— Begin Extracted information —

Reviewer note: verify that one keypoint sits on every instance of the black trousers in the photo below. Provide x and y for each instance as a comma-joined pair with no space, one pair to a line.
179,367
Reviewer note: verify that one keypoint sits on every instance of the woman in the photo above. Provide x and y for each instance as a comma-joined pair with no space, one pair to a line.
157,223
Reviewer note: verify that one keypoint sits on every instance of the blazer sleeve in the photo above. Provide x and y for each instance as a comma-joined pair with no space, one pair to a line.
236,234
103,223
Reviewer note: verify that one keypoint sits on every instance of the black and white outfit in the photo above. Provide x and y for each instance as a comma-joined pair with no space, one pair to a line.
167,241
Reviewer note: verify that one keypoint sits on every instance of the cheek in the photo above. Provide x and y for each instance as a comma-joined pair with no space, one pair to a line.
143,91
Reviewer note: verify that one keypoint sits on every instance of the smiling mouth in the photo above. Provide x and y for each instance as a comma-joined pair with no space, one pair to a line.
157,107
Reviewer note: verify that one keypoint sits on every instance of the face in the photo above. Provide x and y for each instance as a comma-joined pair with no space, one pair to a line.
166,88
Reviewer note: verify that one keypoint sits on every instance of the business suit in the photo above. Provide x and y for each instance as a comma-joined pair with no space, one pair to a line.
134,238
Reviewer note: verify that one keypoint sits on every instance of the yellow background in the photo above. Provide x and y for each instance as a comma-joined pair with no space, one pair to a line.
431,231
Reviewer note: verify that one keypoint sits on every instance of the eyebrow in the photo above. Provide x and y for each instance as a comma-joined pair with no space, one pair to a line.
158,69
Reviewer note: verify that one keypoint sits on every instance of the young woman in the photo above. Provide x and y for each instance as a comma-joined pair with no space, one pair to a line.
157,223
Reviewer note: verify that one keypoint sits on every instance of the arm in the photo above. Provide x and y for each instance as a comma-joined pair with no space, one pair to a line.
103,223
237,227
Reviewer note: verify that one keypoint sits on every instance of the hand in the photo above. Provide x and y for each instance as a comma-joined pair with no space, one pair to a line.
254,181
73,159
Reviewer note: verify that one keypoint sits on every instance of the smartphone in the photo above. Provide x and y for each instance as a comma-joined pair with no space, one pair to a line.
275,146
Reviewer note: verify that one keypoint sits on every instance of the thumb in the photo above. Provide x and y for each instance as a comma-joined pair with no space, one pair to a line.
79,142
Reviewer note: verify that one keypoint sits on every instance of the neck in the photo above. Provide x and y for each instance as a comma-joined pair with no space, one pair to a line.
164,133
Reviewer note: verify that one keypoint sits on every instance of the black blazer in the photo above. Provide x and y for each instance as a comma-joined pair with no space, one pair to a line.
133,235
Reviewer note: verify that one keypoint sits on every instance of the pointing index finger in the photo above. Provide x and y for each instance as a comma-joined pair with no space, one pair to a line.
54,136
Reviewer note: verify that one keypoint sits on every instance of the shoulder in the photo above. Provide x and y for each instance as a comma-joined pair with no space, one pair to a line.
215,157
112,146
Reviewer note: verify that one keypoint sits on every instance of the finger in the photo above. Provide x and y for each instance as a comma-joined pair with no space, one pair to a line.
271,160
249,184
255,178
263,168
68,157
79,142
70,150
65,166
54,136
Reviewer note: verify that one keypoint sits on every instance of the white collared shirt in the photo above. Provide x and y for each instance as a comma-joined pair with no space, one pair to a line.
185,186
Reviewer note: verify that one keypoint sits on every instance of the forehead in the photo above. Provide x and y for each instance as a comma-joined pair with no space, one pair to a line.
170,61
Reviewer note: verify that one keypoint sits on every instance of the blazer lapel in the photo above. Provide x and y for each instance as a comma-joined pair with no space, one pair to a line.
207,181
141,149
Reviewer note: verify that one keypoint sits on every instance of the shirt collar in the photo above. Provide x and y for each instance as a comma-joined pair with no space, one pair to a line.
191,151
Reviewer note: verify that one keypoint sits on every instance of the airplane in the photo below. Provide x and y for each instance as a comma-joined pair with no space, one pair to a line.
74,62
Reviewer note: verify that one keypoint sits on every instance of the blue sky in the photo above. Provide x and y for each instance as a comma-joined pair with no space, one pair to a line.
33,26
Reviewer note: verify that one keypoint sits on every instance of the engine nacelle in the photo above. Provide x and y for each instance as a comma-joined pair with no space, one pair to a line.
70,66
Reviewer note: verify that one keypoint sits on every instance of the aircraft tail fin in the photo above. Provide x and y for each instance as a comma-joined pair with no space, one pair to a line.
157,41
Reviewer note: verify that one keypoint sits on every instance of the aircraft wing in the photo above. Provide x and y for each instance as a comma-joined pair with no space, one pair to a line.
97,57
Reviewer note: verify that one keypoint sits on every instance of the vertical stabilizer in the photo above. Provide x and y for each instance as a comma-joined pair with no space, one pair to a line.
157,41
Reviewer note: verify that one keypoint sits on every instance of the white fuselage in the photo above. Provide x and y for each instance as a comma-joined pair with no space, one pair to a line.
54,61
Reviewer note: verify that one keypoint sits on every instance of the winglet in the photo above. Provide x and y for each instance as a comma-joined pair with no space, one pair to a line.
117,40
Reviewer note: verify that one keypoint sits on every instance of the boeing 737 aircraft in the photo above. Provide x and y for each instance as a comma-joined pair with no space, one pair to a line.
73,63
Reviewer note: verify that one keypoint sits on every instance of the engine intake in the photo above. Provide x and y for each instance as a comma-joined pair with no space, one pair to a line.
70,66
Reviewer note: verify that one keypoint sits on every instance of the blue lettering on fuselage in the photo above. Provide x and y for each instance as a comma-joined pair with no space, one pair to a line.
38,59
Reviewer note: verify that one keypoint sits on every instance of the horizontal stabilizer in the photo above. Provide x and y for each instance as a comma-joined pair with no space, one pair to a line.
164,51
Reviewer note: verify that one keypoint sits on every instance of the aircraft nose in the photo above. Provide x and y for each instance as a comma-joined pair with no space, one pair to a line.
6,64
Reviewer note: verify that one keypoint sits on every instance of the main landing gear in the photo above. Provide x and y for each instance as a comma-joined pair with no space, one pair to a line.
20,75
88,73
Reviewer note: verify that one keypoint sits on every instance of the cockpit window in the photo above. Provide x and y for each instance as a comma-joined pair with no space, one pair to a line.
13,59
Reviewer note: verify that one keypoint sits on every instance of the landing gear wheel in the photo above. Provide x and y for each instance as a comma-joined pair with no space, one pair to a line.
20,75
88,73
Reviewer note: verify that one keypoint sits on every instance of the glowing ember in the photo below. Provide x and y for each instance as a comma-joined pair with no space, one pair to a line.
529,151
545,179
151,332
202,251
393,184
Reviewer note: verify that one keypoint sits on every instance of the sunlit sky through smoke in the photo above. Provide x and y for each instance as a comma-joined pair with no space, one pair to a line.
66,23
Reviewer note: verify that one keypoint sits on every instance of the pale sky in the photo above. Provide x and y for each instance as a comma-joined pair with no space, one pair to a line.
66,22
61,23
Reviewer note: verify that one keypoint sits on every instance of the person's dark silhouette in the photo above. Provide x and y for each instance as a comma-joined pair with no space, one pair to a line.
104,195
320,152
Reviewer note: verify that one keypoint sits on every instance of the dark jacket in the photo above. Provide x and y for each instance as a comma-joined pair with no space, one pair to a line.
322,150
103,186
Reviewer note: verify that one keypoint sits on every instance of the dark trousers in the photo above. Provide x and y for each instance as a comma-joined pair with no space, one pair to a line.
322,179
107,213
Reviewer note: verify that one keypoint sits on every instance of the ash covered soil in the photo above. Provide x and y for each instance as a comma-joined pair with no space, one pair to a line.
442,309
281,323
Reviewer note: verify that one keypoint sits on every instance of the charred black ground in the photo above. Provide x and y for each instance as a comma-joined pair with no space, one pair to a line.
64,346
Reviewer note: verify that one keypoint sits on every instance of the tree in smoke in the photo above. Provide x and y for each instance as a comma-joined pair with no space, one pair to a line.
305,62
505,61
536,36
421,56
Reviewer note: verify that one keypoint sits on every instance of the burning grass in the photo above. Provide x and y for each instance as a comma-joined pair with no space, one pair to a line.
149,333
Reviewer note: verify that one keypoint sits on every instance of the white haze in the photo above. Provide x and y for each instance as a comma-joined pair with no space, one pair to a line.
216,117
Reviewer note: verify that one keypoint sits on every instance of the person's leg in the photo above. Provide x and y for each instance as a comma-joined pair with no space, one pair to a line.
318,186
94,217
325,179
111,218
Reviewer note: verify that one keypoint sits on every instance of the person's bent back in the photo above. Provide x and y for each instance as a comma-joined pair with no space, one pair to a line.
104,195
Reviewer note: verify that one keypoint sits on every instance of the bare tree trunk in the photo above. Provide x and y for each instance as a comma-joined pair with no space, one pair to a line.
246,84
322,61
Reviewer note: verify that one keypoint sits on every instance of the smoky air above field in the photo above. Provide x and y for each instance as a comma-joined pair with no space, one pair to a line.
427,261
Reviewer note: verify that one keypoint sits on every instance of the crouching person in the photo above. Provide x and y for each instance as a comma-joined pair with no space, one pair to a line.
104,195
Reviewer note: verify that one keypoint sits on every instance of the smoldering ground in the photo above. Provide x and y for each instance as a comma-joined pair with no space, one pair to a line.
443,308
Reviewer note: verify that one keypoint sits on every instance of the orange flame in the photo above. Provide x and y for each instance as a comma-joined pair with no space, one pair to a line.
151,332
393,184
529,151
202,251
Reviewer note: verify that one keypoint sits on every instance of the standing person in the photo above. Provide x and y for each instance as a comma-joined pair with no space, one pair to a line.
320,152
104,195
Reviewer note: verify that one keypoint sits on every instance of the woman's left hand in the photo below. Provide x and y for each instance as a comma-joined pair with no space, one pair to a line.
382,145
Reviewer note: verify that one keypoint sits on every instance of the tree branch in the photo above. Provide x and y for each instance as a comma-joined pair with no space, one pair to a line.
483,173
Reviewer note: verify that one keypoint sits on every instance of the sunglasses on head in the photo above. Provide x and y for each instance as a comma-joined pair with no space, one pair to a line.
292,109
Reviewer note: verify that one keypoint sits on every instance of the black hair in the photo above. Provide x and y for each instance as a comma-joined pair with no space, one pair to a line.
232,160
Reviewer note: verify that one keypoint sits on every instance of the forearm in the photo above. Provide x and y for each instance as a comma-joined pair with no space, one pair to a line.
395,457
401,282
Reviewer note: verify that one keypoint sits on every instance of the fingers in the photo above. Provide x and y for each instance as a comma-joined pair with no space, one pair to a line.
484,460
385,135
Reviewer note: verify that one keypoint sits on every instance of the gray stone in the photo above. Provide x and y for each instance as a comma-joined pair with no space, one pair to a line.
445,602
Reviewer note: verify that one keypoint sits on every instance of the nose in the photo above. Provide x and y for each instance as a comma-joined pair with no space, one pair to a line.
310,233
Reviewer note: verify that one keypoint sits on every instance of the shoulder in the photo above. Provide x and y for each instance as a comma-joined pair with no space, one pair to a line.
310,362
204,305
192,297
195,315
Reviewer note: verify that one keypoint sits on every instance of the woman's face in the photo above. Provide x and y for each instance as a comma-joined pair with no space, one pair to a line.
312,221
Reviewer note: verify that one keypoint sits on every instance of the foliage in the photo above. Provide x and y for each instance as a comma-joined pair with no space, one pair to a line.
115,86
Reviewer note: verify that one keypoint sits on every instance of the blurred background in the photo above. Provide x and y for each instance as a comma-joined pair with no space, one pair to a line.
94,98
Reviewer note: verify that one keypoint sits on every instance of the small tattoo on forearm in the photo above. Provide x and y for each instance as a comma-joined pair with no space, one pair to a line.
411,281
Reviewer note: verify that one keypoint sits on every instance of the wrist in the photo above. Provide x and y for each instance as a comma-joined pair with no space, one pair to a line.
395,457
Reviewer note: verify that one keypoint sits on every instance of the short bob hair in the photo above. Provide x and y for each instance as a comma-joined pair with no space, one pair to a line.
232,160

— End Extracted information —

**Work to complete**
Extract exactly the lines between the line containing "the woman's face" and the end of the data, including both.

**Response to the task**
Reviewer note: verify that one keypoint sits on every instance of the woman's face in the photo above. Provide x and y for each instance as a comma-joined pair with no space, one pair to a line.
312,221
Reviewer note: verify that one keypoint sits on every instance of the foliage in the photo above. Provide x and y for each instance as a comma-joined pair with no space, one pair to a line.
115,86
Reviewer note: verify that one keypoint sits on every instance of the blurred background in the photo above. Provide x and y for each instance as a comma-joined pair with no space, one pair to a line.
94,98
Reviewer note: verify that one keypoint sits on every instance of the small tattoo on forearm in the photo above. Provide x and y for each instance as a comma-joined pair with no space, one pair to a line.
411,281
Reviewer note: verify that one keypoint sits on every instance of the wrist in the photo above. Provide x and y for each instance as a comma-joined pair with no space, one pair to a line.
395,457
Reviewer note: verify that one keypoint sits on every instance of the short bob hair in the photo above. Provide x and y for each instance as a comma-joined pair with no space, one pair to a line.
232,160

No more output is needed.